## Text:
** begin **

[alsa] New resample-based sync correction

2025-07-21 06:21:19 -04:00 · 2019-04-08 00:50:20 +02:00 · 2019-04-08 00:50:20 +02:00 · 02cd65a992
commit 02cd65a992
parent 781a3c16ed
5 changed files with 164 additions and 69 deletions
--- a/forked-daapd.conf.in
+++ b/forked-daapd.conf.in
@ -223,11 +223,6 @@ audio {
 	# ahead, positive correspond to delaying it. The unit is milliseconds.
 	# The offset must be between -1000 and 1000 (+/- 1 sec).
 #	offset_ms = 0
-
-	# How often to check and correct for drift between ALSA and AirPlay.
-	# The value is an integer expressed in seconds.
-	# Clamped to the range 1..20.
-#	adjust_period_seconds = 10
 }

 # Pipe output
--- a/src/conffile.c
+++ b/src/conffile.c
@ -117,7 +117,6 @@ static cfg_opt_t sec_audio[] =
    CFG_STR("mixer_device", NULL, CFGF_NONE),
    CFG_INT("offset", 0, CFGF_NONE), // deprecated
    CFG_INT("offset_ms", 0, CFGF_NONE),
-    CFG_INT("adjust_period_seconds", 10, CFGF_NONE),
    CFG_END()
  };

--- a/src/misc.c
+++ b/src/misc.c
@ -1039,6 +1039,41 @@ murmur_hash64(const void *key, int len, uint32_t seed)
 # error Platform not supported
 #endif

+
+int
+linear_regression(double *m, double *b, double *r2, const double *x, const double *y, int n)
+{
+  double x_val;
+  double sum_x  = 0;
+  double sum_x2 = 0;
+  double sum_y  = 0;
+  double sum_y2 = 0;
+  double sum_xy = 0;
+  double denom;
+  int i;
+
+  for (i = 0; i < n; i++)
+    {
+      x_val   = x ? x[i] : (double)i;
+      sum_x  += x_val;
+      sum_x2 += x_val * x_val;
+      sum_y  += y[i];
+      sum_y2 += y[i] * y[i];
+      sum_xy += x_val * y[i];
+    }
+
+  denom = (n * sum_x2 - sum_x * sum_x);
+  if (denom == 0)
+    return -1;
+
+  *m = (n * sum_xy - sum_x * sum_y) / denom;
+  *b = (sum_y * sum_x2 - sum_x * sum_xy) / denom;
+  if (r2)
+    *r2 = (sum_xy - (sum_x * sum_y)/n) * (sum_xy - (sum_x * sum_y)/n) / ((sum_x2 - (sum_x * sum_x)/n) * (sum_y2 - (sum_y * sum_y)/n));
+
+  return 0;
+}
+
 bool
 quality_is_equal(struct media_quality *a, struct media_quality *b)
 {
--- a/src/misc.h
+++ b/src/misc.h
@ -139,6 +139,9 @@ b64_encode(const uint8_t *in, size_t len);
 uint64_t
 murmur_hash64(const void *key, int len, uint32_t seed);

+int
+linear_regression(double *m, double *b, double *r, const double *x, const double *y, int n);
+
 bool
 quality_is_equal(struct media_quality *a, struct media_quality *b);

--- a/src/outputs/alsa.c
+++ b/src/outputs/alsa.c
@ -37,13 +37,28 @@
 #include "player.h"

** end **

## Exercise A:
Translate this sentence from the ALSA commit into Spanish: "The value is an integer expressed in seconds."

## Data shown:
** begin **

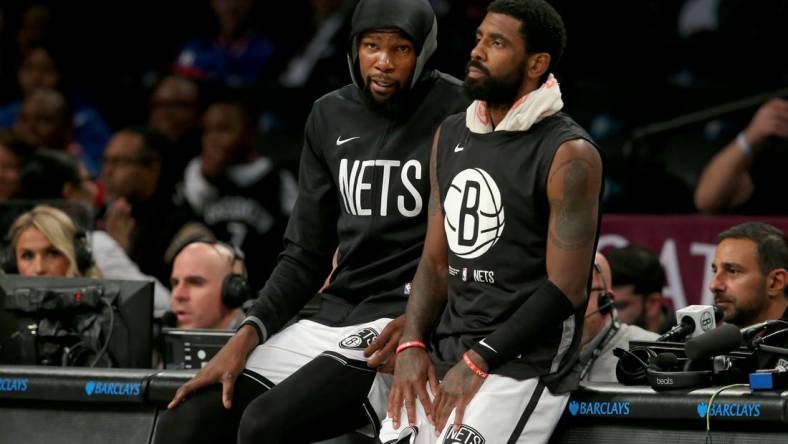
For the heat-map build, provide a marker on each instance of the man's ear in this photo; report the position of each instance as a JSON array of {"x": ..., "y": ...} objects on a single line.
[
  {"x": 653, "y": 304},
  {"x": 538, "y": 64},
  {"x": 776, "y": 281}
]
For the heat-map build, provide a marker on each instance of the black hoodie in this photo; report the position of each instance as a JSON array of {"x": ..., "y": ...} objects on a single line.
[{"x": 363, "y": 187}]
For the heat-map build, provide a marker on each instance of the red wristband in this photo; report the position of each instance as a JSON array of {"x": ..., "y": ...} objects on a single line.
[
  {"x": 474, "y": 368},
  {"x": 410, "y": 344}
]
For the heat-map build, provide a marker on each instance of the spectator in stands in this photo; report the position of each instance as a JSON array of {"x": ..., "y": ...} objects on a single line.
[
  {"x": 51, "y": 174},
  {"x": 174, "y": 110},
  {"x": 744, "y": 177},
  {"x": 141, "y": 215},
  {"x": 13, "y": 153},
  {"x": 242, "y": 197},
  {"x": 203, "y": 293},
  {"x": 638, "y": 280},
  {"x": 750, "y": 279},
  {"x": 43, "y": 68},
  {"x": 46, "y": 242},
  {"x": 602, "y": 329},
  {"x": 237, "y": 56}
]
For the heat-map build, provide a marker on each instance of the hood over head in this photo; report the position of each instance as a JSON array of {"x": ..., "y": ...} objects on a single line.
[{"x": 415, "y": 18}]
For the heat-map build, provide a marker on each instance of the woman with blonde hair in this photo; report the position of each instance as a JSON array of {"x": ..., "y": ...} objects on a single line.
[{"x": 46, "y": 242}]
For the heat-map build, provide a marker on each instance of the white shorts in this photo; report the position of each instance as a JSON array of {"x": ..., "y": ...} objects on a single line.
[
  {"x": 504, "y": 410},
  {"x": 298, "y": 344}
]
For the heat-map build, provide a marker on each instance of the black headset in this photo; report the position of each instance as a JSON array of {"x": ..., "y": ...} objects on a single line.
[
  {"x": 604, "y": 300},
  {"x": 235, "y": 288},
  {"x": 83, "y": 255}
]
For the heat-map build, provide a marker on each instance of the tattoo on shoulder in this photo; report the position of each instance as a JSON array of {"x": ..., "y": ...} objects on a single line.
[{"x": 574, "y": 220}]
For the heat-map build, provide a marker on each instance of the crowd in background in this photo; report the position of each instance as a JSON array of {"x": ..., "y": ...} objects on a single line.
[{"x": 167, "y": 122}]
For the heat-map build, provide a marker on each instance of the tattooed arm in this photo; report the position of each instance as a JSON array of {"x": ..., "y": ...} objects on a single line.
[
  {"x": 413, "y": 368},
  {"x": 573, "y": 187}
]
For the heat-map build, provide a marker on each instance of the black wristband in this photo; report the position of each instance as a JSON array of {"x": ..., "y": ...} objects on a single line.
[
  {"x": 547, "y": 307},
  {"x": 258, "y": 326}
]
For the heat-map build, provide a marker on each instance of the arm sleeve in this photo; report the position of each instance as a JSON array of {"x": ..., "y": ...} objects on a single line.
[
  {"x": 310, "y": 241},
  {"x": 543, "y": 310}
]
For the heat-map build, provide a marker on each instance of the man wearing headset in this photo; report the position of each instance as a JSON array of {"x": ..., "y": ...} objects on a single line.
[
  {"x": 208, "y": 286},
  {"x": 602, "y": 331}
]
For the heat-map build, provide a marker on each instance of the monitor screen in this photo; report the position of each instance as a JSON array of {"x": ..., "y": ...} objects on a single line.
[{"x": 75, "y": 322}]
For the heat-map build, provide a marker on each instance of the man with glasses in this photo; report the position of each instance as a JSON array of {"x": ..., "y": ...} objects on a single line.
[{"x": 602, "y": 329}]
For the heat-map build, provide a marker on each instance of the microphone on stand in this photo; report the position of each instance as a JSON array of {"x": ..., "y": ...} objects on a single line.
[{"x": 694, "y": 320}]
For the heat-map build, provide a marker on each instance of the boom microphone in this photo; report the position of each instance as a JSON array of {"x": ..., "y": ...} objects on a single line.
[
  {"x": 694, "y": 320},
  {"x": 716, "y": 342}
]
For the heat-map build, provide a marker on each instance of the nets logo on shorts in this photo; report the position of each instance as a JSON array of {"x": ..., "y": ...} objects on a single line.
[
  {"x": 474, "y": 213},
  {"x": 465, "y": 435},
  {"x": 359, "y": 340}
]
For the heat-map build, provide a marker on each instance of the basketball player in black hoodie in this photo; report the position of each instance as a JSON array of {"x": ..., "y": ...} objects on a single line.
[
  {"x": 496, "y": 310},
  {"x": 363, "y": 186}
]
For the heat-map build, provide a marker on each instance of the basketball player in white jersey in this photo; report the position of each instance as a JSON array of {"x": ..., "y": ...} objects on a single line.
[{"x": 494, "y": 321}]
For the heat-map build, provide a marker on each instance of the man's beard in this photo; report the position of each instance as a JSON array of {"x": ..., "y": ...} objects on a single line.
[
  {"x": 391, "y": 104},
  {"x": 494, "y": 90},
  {"x": 745, "y": 315}
]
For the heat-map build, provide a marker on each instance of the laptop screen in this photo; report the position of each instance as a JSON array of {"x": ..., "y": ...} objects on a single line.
[{"x": 192, "y": 348}]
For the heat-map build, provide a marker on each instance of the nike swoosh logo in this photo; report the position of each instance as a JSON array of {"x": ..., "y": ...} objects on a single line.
[{"x": 342, "y": 142}]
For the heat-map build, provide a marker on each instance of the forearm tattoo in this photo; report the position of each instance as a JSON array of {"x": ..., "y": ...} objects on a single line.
[{"x": 574, "y": 212}]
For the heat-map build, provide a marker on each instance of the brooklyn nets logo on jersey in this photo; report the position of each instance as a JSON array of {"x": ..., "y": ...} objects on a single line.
[{"x": 474, "y": 213}]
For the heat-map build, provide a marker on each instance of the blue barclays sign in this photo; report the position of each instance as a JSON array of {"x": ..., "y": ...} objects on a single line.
[
  {"x": 599, "y": 408},
  {"x": 11, "y": 385},
  {"x": 112, "y": 388},
  {"x": 730, "y": 409}
]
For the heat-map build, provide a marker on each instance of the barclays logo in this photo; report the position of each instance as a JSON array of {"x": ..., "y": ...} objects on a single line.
[
  {"x": 11, "y": 385},
  {"x": 602, "y": 408},
  {"x": 730, "y": 409},
  {"x": 112, "y": 388}
]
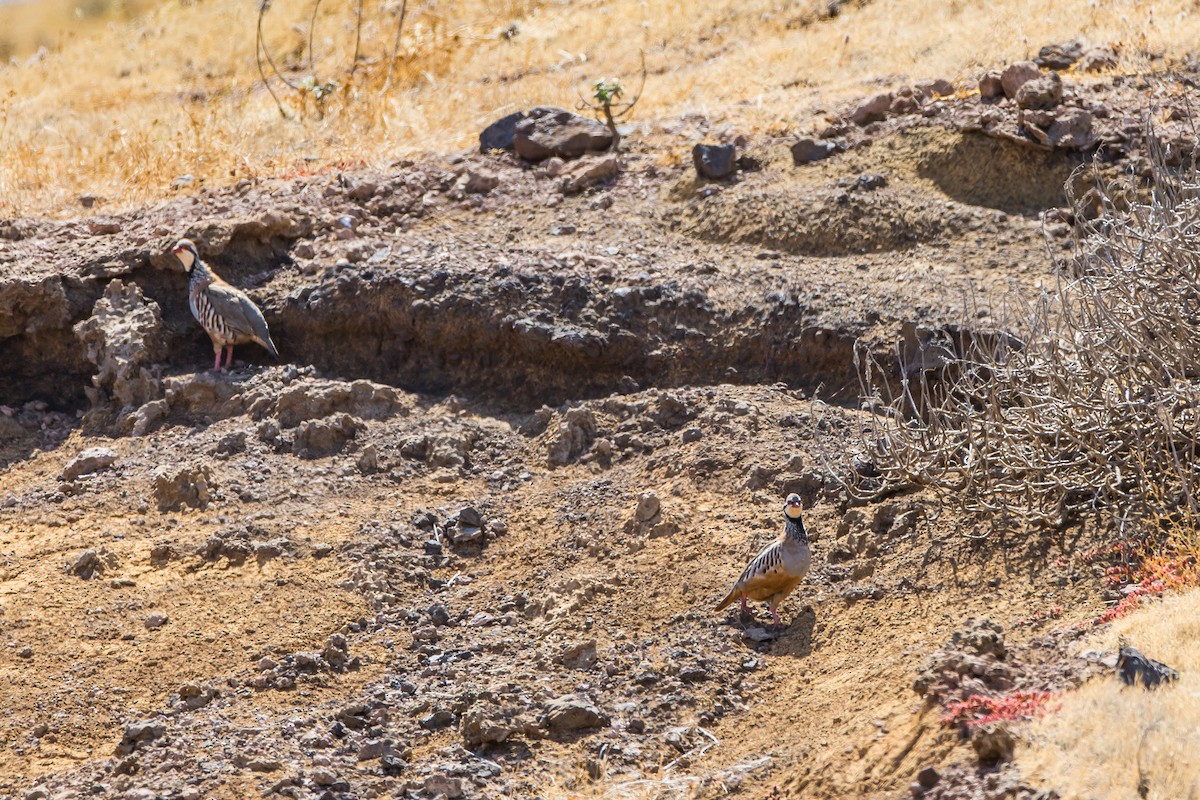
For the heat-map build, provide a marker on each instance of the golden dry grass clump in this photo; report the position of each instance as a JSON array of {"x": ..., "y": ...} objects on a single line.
[
  {"x": 1111, "y": 741},
  {"x": 124, "y": 109}
]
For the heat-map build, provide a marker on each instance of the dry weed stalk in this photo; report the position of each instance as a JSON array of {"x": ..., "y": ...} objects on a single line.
[{"x": 1087, "y": 402}]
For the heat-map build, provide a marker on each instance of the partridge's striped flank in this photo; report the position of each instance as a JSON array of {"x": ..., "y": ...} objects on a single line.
[
  {"x": 226, "y": 313},
  {"x": 775, "y": 572}
]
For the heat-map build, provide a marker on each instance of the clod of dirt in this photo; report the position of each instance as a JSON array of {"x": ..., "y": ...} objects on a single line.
[
  {"x": 124, "y": 337},
  {"x": 187, "y": 486},
  {"x": 88, "y": 462},
  {"x": 547, "y": 131}
]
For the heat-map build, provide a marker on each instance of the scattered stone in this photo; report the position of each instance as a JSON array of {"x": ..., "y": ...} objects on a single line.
[
  {"x": 714, "y": 161},
  {"x": 807, "y": 150},
  {"x": 1133, "y": 668},
  {"x": 546, "y": 132},
  {"x": 573, "y": 713},
  {"x": 88, "y": 462},
  {"x": 499, "y": 134},
  {"x": 1017, "y": 76},
  {"x": 874, "y": 109}
]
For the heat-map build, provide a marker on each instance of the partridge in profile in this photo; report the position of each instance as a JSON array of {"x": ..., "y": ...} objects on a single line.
[
  {"x": 780, "y": 566},
  {"x": 226, "y": 312}
]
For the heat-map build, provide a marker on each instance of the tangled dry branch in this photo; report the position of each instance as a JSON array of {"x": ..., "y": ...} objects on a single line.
[{"x": 1089, "y": 401}]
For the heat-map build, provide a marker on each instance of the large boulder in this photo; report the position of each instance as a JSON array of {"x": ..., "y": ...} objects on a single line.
[{"x": 546, "y": 132}]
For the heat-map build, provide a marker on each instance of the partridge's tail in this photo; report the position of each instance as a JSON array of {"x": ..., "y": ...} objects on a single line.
[{"x": 729, "y": 599}]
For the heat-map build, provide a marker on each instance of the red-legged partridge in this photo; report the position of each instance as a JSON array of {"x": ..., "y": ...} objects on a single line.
[
  {"x": 775, "y": 572},
  {"x": 227, "y": 314}
]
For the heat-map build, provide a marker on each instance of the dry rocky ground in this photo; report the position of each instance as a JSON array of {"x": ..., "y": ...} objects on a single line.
[{"x": 532, "y": 420}]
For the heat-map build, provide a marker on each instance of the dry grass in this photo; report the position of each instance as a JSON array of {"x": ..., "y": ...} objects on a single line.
[
  {"x": 1108, "y": 739},
  {"x": 121, "y": 110}
]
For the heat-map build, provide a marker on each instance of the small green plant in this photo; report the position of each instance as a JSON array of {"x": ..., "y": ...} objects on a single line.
[{"x": 606, "y": 94}]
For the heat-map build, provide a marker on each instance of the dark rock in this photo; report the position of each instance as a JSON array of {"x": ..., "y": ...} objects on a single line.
[
  {"x": 1017, "y": 76},
  {"x": 714, "y": 161},
  {"x": 874, "y": 109},
  {"x": 991, "y": 86},
  {"x": 573, "y": 713},
  {"x": 1042, "y": 92},
  {"x": 546, "y": 132},
  {"x": 1133, "y": 668},
  {"x": 1060, "y": 56},
  {"x": 499, "y": 134},
  {"x": 805, "y": 151}
]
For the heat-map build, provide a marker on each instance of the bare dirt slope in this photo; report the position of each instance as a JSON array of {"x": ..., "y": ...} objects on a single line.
[{"x": 417, "y": 558}]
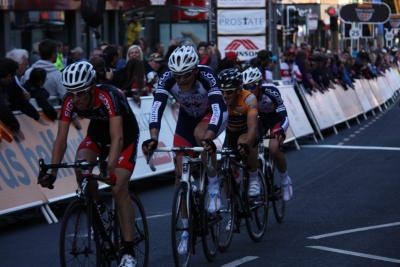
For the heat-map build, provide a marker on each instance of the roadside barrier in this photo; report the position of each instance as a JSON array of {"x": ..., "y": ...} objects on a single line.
[{"x": 308, "y": 114}]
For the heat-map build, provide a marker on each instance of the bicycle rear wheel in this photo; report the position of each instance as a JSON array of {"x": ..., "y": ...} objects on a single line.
[
  {"x": 210, "y": 229},
  {"x": 227, "y": 212},
  {"x": 256, "y": 221},
  {"x": 79, "y": 244},
  {"x": 278, "y": 204},
  {"x": 141, "y": 236},
  {"x": 181, "y": 209}
]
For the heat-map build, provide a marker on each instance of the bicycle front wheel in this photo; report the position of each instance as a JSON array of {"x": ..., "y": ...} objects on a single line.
[
  {"x": 227, "y": 212},
  {"x": 210, "y": 224},
  {"x": 278, "y": 204},
  {"x": 79, "y": 245},
  {"x": 256, "y": 221},
  {"x": 141, "y": 236},
  {"x": 181, "y": 243}
]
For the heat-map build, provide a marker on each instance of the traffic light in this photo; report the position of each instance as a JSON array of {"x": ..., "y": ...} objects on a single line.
[
  {"x": 333, "y": 26},
  {"x": 293, "y": 15},
  {"x": 333, "y": 17}
]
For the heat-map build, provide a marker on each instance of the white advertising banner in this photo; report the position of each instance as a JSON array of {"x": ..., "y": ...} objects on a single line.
[
  {"x": 247, "y": 21},
  {"x": 246, "y": 47},
  {"x": 349, "y": 102},
  {"x": 318, "y": 108},
  {"x": 367, "y": 90},
  {"x": 365, "y": 103},
  {"x": 298, "y": 121},
  {"x": 241, "y": 3},
  {"x": 334, "y": 107}
]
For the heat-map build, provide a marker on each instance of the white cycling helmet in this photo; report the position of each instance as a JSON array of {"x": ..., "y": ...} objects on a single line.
[
  {"x": 183, "y": 59},
  {"x": 78, "y": 76},
  {"x": 251, "y": 75}
]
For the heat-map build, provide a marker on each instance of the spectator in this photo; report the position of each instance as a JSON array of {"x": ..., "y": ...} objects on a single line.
[
  {"x": 34, "y": 86},
  {"x": 100, "y": 68},
  {"x": 77, "y": 54},
  {"x": 131, "y": 79},
  {"x": 134, "y": 52},
  {"x": 48, "y": 55},
  {"x": 20, "y": 56},
  {"x": 153, "y": 69},
  {"x": 11, "y": 98}
]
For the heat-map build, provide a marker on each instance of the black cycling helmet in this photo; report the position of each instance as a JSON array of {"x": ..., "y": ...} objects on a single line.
[{"x": 230, "y": 79}]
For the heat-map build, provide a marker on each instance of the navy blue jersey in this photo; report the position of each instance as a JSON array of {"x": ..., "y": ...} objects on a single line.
[
  {"x": 270, "y": 103},
  {"x": 204, "y": 98}
]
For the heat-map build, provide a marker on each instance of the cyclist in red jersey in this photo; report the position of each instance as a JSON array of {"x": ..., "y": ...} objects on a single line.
[{"x": 107, "y": 108}]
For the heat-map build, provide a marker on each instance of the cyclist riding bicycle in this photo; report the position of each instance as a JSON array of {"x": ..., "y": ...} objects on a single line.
[
  {"x": 241, "y": 132},
  {"x": 272, "y": 116},
  {"x": 113, "y": 131},
  {"x": 202, "y": 116}
]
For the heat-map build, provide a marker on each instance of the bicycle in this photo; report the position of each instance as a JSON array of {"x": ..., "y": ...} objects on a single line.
[
  {"x": 254, "y": 210},
  {"x": 90, "y": 233},
  {"x": 274, "y": 188},
  {"x": 190, "y": 202}
]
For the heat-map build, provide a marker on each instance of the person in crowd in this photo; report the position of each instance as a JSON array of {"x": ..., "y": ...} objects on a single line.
[
  {"x": 34, "y": 86},
  {"x": 12, "y": 98},
  {"x": 48, "y": 55},
  {"x": 77, "y": 54},
  {"x": 131, "y": 79},
  {"x": 154, "y": 69},
  {"x": 20, "y": 56},
  {"x": 134, "y": 52},
  {"x": 113, "y": 131}
]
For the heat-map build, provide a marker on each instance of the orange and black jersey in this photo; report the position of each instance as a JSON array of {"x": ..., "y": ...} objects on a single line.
[{"x": 246, "y": 103}]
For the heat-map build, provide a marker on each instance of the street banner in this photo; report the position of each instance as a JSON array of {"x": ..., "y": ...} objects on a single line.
[
  {"x": 319, "y": 110},
  {"x": 349, "y": 102},
  {"x": 19, "y": 166},
  {"x": 247, "y": 21},
  {"x": 334, "y": 107},
  {"x": 367, "y": 90},
  {"x": 362, "y": 96},
  {"x": 298, "y": 121},
  {"x": 241, "y": 3},
  {"x": 246, "y": 47}
]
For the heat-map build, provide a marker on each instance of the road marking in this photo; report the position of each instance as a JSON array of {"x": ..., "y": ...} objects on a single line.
[
  {"x": 355, "y": 230},
  {"x": 358, "y": 254},
  {"x": 159, "y": 215},
  {"x": 240, "y": 261},
  {"x": 388, "y": 148}
]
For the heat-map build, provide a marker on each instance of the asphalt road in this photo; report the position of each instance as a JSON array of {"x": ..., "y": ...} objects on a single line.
[{"x": 345, "y": 210}]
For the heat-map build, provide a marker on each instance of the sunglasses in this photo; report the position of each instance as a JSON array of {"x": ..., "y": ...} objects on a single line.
[
  {"x": 250, "y": 87},
  {"x": 228, "y": 92},
  {"x": 81, "y": 93},
  {"x": 183, "y": 76}
]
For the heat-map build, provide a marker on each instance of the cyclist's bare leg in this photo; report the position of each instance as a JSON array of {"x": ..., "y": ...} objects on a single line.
[
  {"x": 199, "y": 133},
  {"x": 252, "y": 162},
  {"x": 277, "y": 155},
  {"x": 90, "y": 156},
  {"x": 120, "y": 192}
]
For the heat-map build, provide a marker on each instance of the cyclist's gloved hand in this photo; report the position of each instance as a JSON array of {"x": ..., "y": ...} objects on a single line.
[
  {"x": 279, "y": 133},
  {"x": 243, "y": 149},
  {"x": 149, "y": 146},
  {"x": 209, "y": 146},
  {"x": 47, "y": 180}
]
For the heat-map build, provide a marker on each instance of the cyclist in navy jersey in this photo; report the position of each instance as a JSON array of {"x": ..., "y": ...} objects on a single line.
[
  {"x": 202, "y": 115},
  {"x": 272, "y": 116},
  {"x": 113, "y": 132}
]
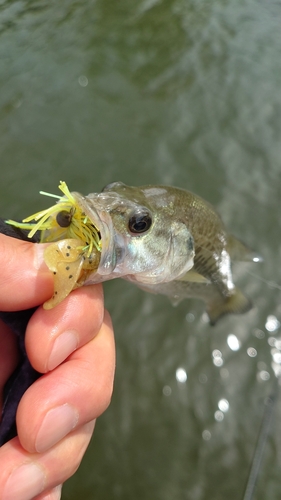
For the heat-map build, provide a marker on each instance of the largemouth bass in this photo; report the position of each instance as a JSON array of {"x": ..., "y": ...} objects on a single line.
[
  {"x": 164, "y": 239},
  {"x": 170, "y": 241}
]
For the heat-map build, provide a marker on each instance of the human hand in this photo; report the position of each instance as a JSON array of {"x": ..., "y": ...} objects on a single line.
[{"x": 73, "y": 346}]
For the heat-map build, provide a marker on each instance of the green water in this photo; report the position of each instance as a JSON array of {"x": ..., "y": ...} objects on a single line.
[{"x": 175, "y": 92}]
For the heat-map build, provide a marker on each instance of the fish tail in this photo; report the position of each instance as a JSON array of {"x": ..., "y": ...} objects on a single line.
[{"x": 237, "y": 303}]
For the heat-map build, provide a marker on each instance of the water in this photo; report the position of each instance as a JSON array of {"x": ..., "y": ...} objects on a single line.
[{"x": 182, "y": 93}]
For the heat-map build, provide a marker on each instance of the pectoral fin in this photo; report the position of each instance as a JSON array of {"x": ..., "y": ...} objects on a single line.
[
  {"x": 238, "y": 251},
  {"x": 194, "y": 277},
  {"x": 237, "y": 303}
]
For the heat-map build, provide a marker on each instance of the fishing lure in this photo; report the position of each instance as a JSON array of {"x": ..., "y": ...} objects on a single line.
[{"x": 75, "y": 252}]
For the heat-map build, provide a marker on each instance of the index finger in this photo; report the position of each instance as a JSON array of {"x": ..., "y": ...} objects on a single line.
[{"x": 25, "y": 280}]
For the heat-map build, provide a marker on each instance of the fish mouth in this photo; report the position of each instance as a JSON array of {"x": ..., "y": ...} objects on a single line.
[{"x": 95, "y": 210}]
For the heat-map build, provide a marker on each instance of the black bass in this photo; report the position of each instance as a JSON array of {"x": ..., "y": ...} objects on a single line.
[
  {"x": 164, "y": 239},
  {"x": 170, "y": 241}
]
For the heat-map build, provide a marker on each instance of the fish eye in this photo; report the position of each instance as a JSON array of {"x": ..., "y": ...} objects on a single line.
[
  {"x": 140, "y": 223},
  {"x": 64, "y": 218}
]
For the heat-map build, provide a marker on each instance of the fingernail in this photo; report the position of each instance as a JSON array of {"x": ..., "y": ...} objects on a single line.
[
  {"x": 24, "y": 483},
  {"x": 54, "y": 494},
  {"x": 56, "y": 425},
  {"x": 64, "y": 345}
]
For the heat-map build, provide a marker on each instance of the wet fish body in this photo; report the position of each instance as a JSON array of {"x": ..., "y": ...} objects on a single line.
[{"x": 167, "y": 240}]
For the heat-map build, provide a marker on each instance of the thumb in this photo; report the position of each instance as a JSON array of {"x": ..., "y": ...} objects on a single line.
[{"x": 25, "y": 280}]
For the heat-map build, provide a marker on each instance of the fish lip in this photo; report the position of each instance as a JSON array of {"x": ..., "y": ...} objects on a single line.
[{"x": 101, "y": 219}]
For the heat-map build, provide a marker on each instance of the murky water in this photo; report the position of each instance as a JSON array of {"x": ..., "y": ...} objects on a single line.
[{"x": 176, "y": 92}]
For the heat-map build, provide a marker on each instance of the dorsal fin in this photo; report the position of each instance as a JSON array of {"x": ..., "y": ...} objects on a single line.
[{"x": 238, "y": 251}]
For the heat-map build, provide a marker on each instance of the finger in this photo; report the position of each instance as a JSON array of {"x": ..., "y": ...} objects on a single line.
[
  {"x": 9, "y": 356},
  {"x": 53, "y": 494},
  {"x": 25, "y": 280},
  {"x": 27, "y": 475},
  {"x": 76, "y": 392},
  {"x": 62, "y": 330}
]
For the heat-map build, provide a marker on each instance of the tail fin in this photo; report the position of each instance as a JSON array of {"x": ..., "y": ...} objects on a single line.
[{"x": 237, "y": 303}]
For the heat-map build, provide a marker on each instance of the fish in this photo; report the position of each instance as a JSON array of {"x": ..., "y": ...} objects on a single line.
[{"x": 167, "y": 240}]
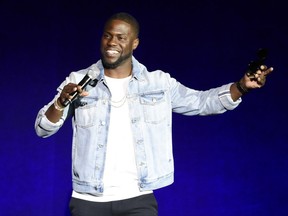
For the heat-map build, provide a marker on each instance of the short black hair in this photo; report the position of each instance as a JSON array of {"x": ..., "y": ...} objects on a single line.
[{"x": 128, "y": 18}]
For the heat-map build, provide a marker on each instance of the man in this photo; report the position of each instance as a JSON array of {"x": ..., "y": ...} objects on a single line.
[{"x": 122, "y": 141}]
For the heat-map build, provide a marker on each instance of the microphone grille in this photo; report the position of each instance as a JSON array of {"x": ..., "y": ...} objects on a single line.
[{"x": 93, "y": 73}]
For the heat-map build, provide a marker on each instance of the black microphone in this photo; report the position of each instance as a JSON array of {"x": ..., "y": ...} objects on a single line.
[{"x": 91, "y": 75}]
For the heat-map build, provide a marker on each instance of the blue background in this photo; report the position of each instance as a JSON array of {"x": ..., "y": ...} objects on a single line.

** end **

## Exercise B:
How many lines of the listing contain the string "grass"? Give only the number.

## Problem solution A:
El valor es un número entero expresado en segundos.

## Problem solution B:
2